◆ Exercise brief
Exactly the line with "Question. For every instance of the white lighthouse" and the lines that follow it, through the closing line of the entries, should be restated, with nothing left out or added.

◆ Data to process
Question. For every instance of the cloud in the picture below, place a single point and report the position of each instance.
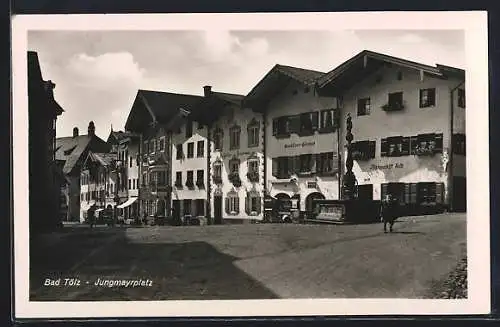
(105, 69)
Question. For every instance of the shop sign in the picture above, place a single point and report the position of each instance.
(387, 166)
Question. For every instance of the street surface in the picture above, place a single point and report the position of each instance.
(255, 261)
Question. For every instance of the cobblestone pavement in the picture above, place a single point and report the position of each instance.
(255, 261)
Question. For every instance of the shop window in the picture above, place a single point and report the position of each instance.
(363, 150)
(179, 152)
(218, 139)
(189, 128)
(232, 204)
(427, 98)
(308, 123)
(178, 179)
(461, 98)
(364, 107)
(253, 134)
(190, 179)
(200, 149)
(395, 102)
(328, 120)
(325, 163)
(234, 137)
(281, 127)
(459, 144)
(200, 207)
(200, 178)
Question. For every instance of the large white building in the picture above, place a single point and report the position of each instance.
(408, 126)
(301, 138)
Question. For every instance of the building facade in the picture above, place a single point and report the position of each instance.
(46, 178)
(301, 139)
(235, 158)
(408, 121)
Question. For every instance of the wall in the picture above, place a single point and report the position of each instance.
(286, 103)
(241, 117)
(411, 121)
(186, 164)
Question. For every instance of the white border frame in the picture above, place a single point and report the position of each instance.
(478, 246)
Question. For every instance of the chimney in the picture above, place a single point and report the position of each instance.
(207, 90)
(91, 129)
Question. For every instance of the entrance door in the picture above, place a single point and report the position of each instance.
(218, 209)
(459, 194)
(365, 192)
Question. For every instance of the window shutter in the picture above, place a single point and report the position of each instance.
(439, 143)
(227, 205)
(406, 146)
(384, 147)
(439, 193)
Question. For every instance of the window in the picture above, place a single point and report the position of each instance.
(328, 120)
(152, 146)
(253, 170)
(281, 127)
(253, 134)
(461, 98)
(189, 179)
(459, 144)
(306, 163)
(186, 203)
(309, 123)
(218, 137)
(178, 179)
(189, 128)
(363, 150)
(427, 98)
(162, 144)
(364, 107)
(232, 204)
(179, 152)
(234, 137)
(200, 207)
(325, 163)
(200, 178)
(395, 102)
(190, 150)
(200, 149)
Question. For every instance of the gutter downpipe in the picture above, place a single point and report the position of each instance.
(450, 170)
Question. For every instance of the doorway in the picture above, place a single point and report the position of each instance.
(218, 209)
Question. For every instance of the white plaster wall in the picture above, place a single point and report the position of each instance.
(286, 103)
(187, 164)
(241, 117)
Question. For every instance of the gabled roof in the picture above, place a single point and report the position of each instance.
(70, 150)
(276, 79)
(367, 62)
(155, 106)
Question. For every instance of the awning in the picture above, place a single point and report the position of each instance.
(127, 203)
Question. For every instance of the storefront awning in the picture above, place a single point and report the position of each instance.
(127, 203)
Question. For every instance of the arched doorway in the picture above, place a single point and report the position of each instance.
(310, 202)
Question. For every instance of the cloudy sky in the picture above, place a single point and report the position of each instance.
(97, 74)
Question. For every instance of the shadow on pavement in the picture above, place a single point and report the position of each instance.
(177, 271)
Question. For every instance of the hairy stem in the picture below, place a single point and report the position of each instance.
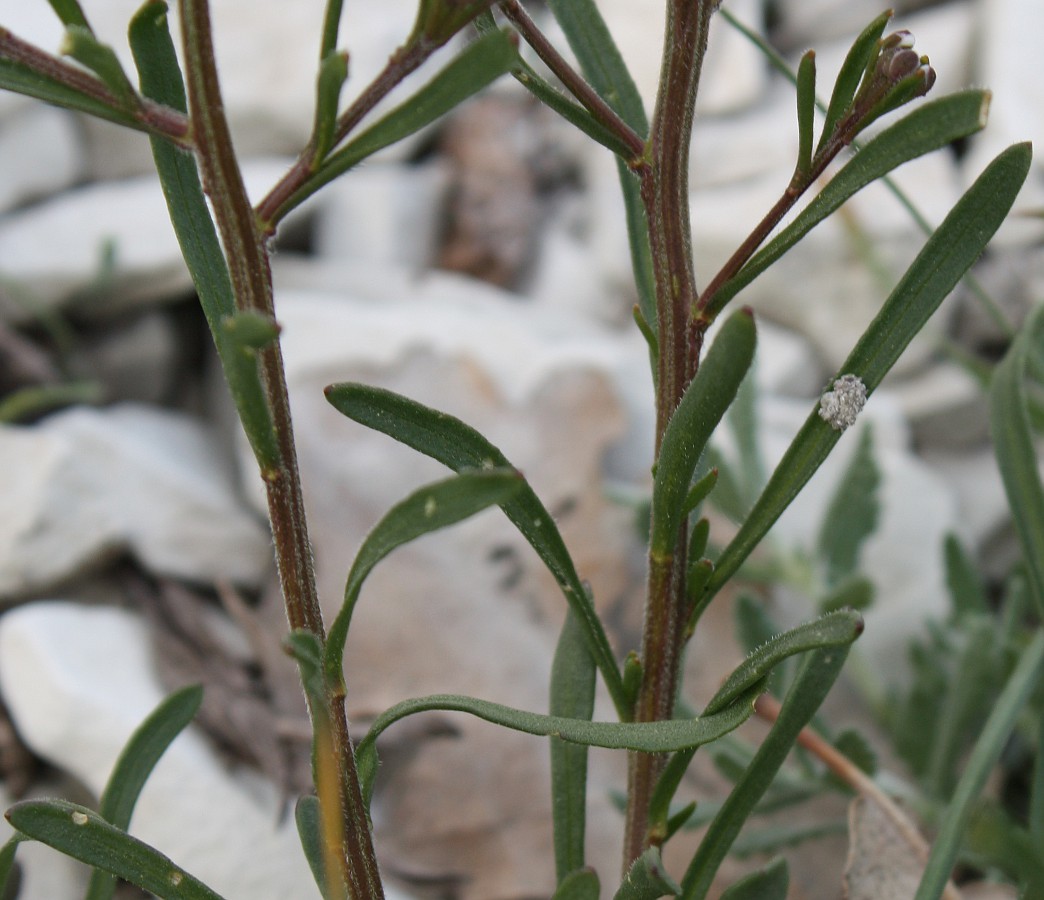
(252, 284)
(665, 194)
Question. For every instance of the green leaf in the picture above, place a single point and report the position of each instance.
(161, 80)
(855, 593)
(805, 696)
(963, 579)
(22, 79)
(134, 766)
(806, 112)
(459, 446)
(645, 736)
(82, 834)
(70, 13)
(647, 879)
(100, 58)
(988, 749)
(603, 67)
(572, 695)
(928, 127)
(853, 513)
(863, 50)
(1013, 441)
(833, 630)
(333, 73)
(769, 882)
(428, 510)
(582, 884)
(479, 64)
(701, 408)
(944, 259)
(308, 819)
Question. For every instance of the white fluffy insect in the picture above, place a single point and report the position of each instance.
(840, 406)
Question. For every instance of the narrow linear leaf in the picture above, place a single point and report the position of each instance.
(582, 884)
(833, 630)
(333, 73)
(85, 835)
(70, 13)
(862, 50)
(698, 411)
(852, 514)
(929, 126)
(603, 67)
(645, 736)
(1013, 440)
(478, 65)
(161, 79)
(647, 879)
(946, 256)
(134, 766)
(806, 112)
(572, 695)
(7, 862)
(22, 79)
(988, 749)
(100, 58)
(309, 822)
(428, 510)
(769, 882)
(808, 691)
(458, 446)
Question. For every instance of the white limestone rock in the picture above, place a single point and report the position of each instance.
(88, 483)
(77, 682)
(39, 154)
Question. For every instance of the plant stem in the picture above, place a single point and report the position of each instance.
(665, 194)
(252, 284)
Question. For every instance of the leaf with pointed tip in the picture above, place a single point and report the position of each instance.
(134, 766)
(458, 446)
(82, 834)
(425, 511)
(478, 65)
(572, 695)
(861, 52)
(644, 736)
(1013, 440)
(100, 58)
(701, 408)
(928, 127)
(161, 79)
(946, 256)
(806, 694)
(582, 884)
(769, 882)
(647, 879)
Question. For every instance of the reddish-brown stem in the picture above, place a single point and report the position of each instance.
(405, 61)
(244, 246)
(665, 194)
(147, 115)
(574, 83)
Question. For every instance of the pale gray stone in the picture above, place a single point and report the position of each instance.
(77, 682)
(87, 483)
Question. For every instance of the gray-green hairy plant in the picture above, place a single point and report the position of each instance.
(694, 387)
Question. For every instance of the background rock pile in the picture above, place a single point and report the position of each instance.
(481, 268)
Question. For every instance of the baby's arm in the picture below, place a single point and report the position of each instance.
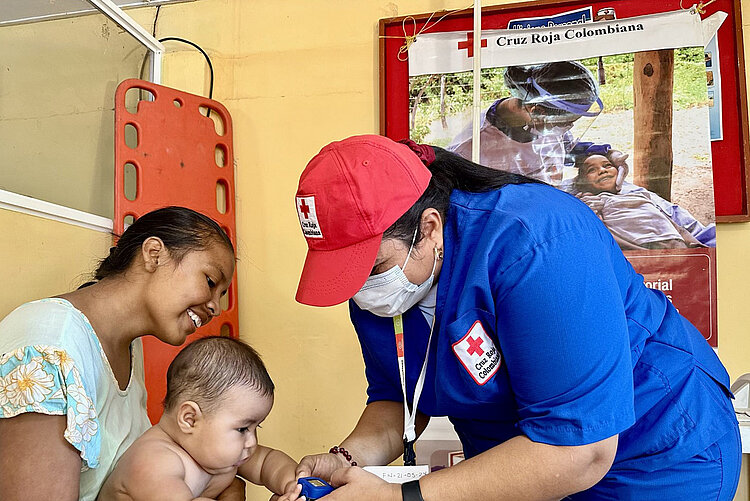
(161, 476)
(270, 468)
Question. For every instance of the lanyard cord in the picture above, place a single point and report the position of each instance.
(410, 434)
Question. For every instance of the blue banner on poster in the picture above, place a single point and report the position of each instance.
(578, 16)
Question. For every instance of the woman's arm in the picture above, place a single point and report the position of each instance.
(516, 470)
(36, 462)
(376, 440)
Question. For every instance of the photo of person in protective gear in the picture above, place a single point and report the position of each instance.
(528, 133)
(636, 217)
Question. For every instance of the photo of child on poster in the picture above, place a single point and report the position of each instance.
(628, 134)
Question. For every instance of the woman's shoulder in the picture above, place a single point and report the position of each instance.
(533, 205)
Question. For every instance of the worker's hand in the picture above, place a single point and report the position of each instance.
(355, 483)
(235, 492)
(320, 465)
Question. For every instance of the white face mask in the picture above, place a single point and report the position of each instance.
(390, 293)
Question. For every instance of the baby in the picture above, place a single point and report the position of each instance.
(218, 393)
(638, 219)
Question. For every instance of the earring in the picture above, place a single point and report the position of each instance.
(438, 254)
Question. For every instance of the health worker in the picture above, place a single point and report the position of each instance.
(506, 305)
(529, 132)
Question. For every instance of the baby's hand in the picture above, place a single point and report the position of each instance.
(292, 492)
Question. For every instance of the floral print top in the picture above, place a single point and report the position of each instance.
(51, 362)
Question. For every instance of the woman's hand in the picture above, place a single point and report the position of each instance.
(320, 465)
(355, 483)
(235, 492)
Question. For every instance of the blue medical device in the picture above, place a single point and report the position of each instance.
(314, 488)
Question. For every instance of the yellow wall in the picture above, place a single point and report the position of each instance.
(43, 258)
(295, 75)
(58, 84)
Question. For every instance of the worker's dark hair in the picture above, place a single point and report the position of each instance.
(450, 172)
(181, 229)
(207, 368)
(568, 81)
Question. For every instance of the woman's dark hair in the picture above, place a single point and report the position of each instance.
(450, 172)
(565, 80)
(181, 229)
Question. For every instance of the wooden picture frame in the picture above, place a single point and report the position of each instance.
(730, 155)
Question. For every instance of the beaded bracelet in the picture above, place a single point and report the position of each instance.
(340, 450)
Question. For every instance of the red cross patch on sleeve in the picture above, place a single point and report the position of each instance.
(478, 354)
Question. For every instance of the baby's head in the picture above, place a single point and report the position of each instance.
(218, 392)
(596, 174)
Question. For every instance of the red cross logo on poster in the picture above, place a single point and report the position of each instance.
(469, 44)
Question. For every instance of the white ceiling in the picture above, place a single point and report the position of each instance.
(27, 11)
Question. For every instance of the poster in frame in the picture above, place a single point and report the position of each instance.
(730, 154)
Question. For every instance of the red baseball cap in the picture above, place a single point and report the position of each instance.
(348, 195)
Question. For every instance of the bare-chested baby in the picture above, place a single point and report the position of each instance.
(218, 393)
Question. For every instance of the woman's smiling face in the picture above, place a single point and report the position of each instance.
(599, 174)
(185, 294)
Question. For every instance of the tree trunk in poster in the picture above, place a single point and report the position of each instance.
(653, 79)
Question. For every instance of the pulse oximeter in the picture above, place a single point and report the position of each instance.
(314, 488)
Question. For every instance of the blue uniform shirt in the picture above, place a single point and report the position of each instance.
(544, 329)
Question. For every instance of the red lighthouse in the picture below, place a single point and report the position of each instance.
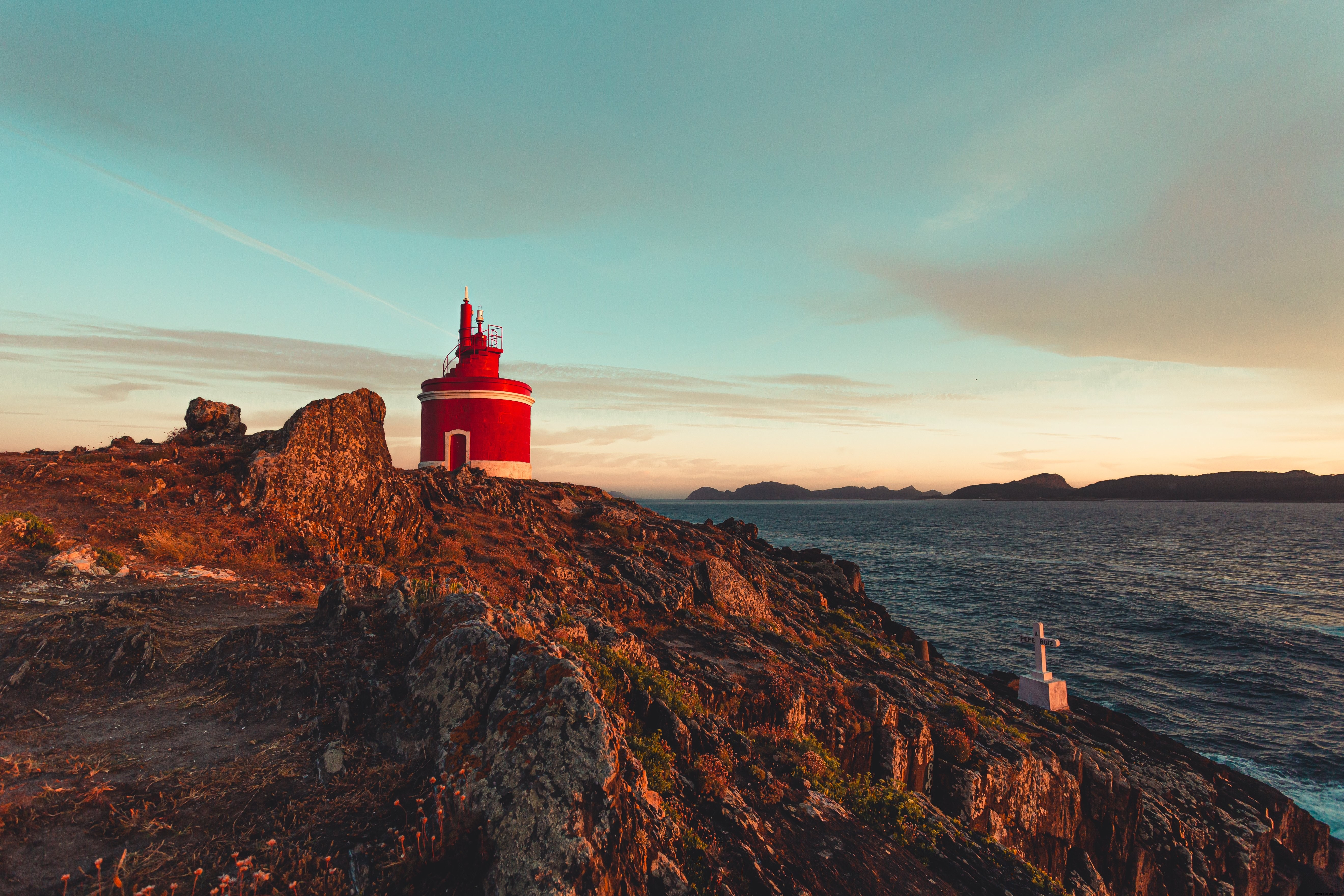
(471, 417)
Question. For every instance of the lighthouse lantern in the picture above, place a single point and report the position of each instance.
(472, 417)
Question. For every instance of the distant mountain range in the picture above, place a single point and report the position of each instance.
(783, 492)
(1296, 485)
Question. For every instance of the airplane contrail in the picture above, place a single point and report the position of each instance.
(222, 229)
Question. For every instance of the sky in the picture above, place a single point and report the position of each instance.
(845, 244)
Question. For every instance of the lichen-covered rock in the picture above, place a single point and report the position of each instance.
(214, 420)
(729, 592)
(82, 558)
(332, 605)
(542, 769)
(328, 473)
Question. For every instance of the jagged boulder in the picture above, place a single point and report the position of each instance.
(729, 592)
(328, 473)
(332, 605)
(214, 420)
(541, 769)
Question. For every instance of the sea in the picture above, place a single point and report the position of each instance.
(1221, 625)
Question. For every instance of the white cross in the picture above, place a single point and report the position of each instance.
(1041, 643)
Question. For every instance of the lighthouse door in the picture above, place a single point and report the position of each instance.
(457, 453)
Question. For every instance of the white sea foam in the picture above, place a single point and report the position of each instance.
(1326, 803)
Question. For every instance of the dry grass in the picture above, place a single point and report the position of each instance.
(163, 544)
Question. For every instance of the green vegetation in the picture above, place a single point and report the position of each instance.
(111, 561)
(882, 805)
(618, 676)
(30, 531)
(654, 755)
(987, 721)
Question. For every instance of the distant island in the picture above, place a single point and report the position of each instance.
(1295, 485)
(784, 492)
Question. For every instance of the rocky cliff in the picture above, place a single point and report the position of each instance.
(519, 687)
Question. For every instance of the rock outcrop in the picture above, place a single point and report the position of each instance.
(209, 421)
(328, 473)
(596, 698)
(538, 765)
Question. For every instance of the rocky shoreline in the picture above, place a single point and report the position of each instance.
(436, 682)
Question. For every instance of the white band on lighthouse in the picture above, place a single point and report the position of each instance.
(490, 394)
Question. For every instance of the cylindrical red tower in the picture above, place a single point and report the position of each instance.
(471, 417)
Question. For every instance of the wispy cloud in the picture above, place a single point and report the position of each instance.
(91, 354)
(595, 436)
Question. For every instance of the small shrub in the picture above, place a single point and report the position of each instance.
(952, 745)
(812, 765)
(163, 544)
(713, 778)
(655, 757)
(618, 533)
(111, 561)
(29, 531)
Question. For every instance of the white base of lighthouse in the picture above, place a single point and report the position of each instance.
(502, 469)
(1043, 691)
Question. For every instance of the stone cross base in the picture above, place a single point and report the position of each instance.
(1047, 694)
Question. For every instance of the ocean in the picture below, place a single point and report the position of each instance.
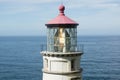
(20, 57)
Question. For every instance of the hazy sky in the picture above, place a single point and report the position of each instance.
(27, 17)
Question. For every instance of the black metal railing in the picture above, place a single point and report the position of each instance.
(78, 48)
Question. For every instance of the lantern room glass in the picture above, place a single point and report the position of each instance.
(61, 39)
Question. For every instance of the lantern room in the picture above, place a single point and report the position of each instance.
(61, 33)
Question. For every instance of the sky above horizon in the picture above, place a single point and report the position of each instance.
(28, 17)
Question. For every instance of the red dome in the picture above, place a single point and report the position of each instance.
(61, 18)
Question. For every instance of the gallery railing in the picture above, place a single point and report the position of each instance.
(54, 48)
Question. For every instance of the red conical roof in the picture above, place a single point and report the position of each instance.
(61, 18)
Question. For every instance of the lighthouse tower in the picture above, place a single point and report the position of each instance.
(61, 60)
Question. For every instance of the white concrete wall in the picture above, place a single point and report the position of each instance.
(59, 77)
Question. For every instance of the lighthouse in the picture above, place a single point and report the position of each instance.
(61, 59)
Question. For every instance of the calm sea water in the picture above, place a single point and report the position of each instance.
(20, 58)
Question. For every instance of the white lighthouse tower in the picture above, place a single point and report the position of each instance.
(61, 60)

◆ Result for this task
Question. For every instance of the white lighthouse tower in the picture above, place a single point and report the position of each instance.
(61, 60)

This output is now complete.